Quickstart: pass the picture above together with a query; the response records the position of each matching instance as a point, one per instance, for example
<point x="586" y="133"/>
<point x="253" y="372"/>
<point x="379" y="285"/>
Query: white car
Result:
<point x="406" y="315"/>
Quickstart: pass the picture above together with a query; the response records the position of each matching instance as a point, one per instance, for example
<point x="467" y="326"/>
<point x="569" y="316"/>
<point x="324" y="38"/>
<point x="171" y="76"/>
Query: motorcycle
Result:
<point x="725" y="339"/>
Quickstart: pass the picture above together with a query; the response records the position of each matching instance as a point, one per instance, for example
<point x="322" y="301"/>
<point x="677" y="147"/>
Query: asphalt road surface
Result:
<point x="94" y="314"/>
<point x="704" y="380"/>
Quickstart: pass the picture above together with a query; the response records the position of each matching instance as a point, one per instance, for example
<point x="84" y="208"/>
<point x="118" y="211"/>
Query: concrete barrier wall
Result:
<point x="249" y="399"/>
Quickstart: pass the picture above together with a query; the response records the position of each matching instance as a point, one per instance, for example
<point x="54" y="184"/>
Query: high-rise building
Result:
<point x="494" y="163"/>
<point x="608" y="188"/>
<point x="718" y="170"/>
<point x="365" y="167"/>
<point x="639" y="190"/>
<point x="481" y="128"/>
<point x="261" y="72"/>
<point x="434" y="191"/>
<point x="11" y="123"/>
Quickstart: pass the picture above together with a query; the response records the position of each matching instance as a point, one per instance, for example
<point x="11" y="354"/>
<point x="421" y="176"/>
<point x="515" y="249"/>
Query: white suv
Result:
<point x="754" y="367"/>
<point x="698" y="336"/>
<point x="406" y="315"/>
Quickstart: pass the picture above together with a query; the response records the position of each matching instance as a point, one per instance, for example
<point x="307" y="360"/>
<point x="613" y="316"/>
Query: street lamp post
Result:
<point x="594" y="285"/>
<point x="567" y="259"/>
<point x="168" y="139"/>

# Written request:
Rewrite the whole listing above, changing every "Result" to "Output" and leaving everything else untouched.

# Correct output:
Quickstart: pass the picture above together with a query; the response records the position of each matching instance as a point, one per instance, for example
<point x="586" y="133"/>
<point x="253" y="372"/>
<point x="379" y="285"/>
Query: white car
Output:
<point x="406" y="315"/>
Quickstart: pass the picture above together with a query; the response records the position of each matching instance as a point, one per instance, for example
<point x="467" y="326"/>
<point x="569" y="316"/>
<point x="324" y="38"/>
<point x="171" y="76"/>
Query: motorcycle
Output:
<point x="725" y="339"/>
Quickstart: pass the picture above together with a query; the response records the position of each matching instance as a point, one per instance, for example
<point x="322" y="301"/>
<point x="677" y="147"/>
Query: asphalt road surface
Output:
<point x="94" y="314"/>
<point x="704" y="380"/>
Quickstart: pass the picture above together with a query; the response records the position of each matching instance as a point, one per instance, for example
<point x="84" y="208"/>
<point x="118" y="211"/>
Query: concrete barrier wall
Output:
<point x="249" y="399"/>
Quickstart: pass the picture above together with a query; the response records the position of each matching instance as a point, one per instance, for example
<point x="54" y="184"/>
Query: high-rise building
Output:
<point x="494" y="163"/>
<point x="608" y="188"/>
<point x="718" y="170"/>
<point x="365" y="167"/>
<point x="639" y="190"/>
<point x="481" y="128"/>
<point x="261" y="72"/>
<point x="434" y="191"/>
<point x="11" y="123"/>
Quickstart: pass the picture above together with a query; the response records the position of each matching instance as a point, one per instance, for example
<point x="11" y="354"/>
<point x="421" y="176"/>
<point x="515" y="249"/>
Query: white suv
Output:
<point x="754" y="367"/>
<point x="698" y="336"/>
<point x="406" y="315"/>
Quickstart: pass the picture above together with a query; the response records the position of each matching instance as a point, one per instance, for example
<point x="307" y="360"/>
<point x="613" y="316"/>
Query: street lamp post
Output:
<point x="594" y="285"/>
<point x="567" y="259"/>
<point x="168" y="139"/>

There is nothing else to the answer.